***** Selected text *****

# Floors And Walls Vibrate When We Walk



## twincse

I need some help please. 

The floors and walls shake and vibrate a lot whenever someone walks in my house. Also, I am noticing cracks in several areas of the home where the walls meet the ceilings. It appears to me that something is settling or something. 

I own a ranch stlye home in WI with a full basement. It is a Wausau modular home with wooden joists, built in the late 60's. 

Any and all suggestions would be greatly appreciated. Thanks in advance. Tom


----------



## inspectorD

Sounds like undersized joists.
Get a couple of 2x4s and put them under the center of the joists to the basement floor below to see if this helps. It will.
Then look into adding some joists along side the existing ones(sistering joists) or installing a beam. 
A book at the library or a local contractor will be able to give you some more ideas.

Depending how many obstacles are in the way, pipes, wiring and duct-work will decide which course you take. Someone has already posted in the walls section something similar with pictures I believe.

This is common on older houses..the more weight we add to our homes the more they sink, creak sag and just age.


----------



## Square Eye

Bridging (blocks) between the joists helps more than people think.
If the blocks are as wide as the joists, and cut to fit tightly, it leaves almost no room for deflection. The load will be ditributed to the surrounding joists and it often will stop shaky rattling when you walk across the floor.

No guarantees, but well worth trying.


----------



## twincse

Hey you guys-thanks a lot for the quick and thoughtful responses. I'm glad I found this site. Thanks again. Tom


----------

*****

Please return the part of the thread above on vibrating floors, word for word, starting with "A book at the" and going on through "pictures I believe.".

***** Entries provided *****

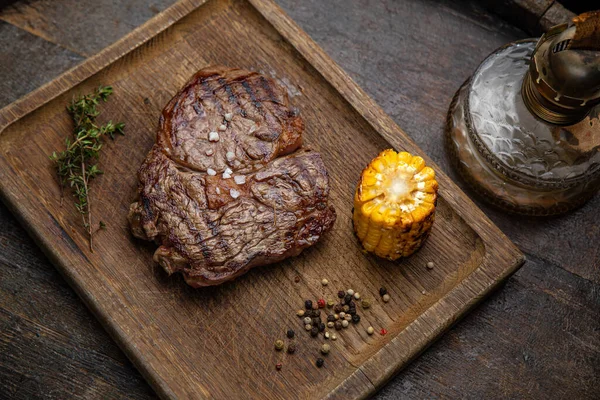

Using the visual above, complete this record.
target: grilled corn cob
[353,150,438,260]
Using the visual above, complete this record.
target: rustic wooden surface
[0,0,600,399]
[0,0,523,399]
[481,0,576,36]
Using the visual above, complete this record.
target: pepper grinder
[446,11,600,216]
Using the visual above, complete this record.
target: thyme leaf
[50,86,125,252]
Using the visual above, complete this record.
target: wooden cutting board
[0,0,523,399]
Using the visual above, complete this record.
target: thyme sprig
[50,86,125,252]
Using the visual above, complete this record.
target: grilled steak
[128,67,335,287]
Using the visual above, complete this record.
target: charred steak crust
[128,66,336,287]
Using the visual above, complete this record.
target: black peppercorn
[288,343,296,354]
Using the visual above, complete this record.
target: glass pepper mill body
[446,12,600,215]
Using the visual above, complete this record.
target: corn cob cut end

*****

Response to this task
A book at the library or a local contractor will be able to give you some more ideas.

Depending how many obstacles are in the way, pipes, wiring and duct-work will decide which course you take. Someone has already posted in the walls section something similar with pictures I believe.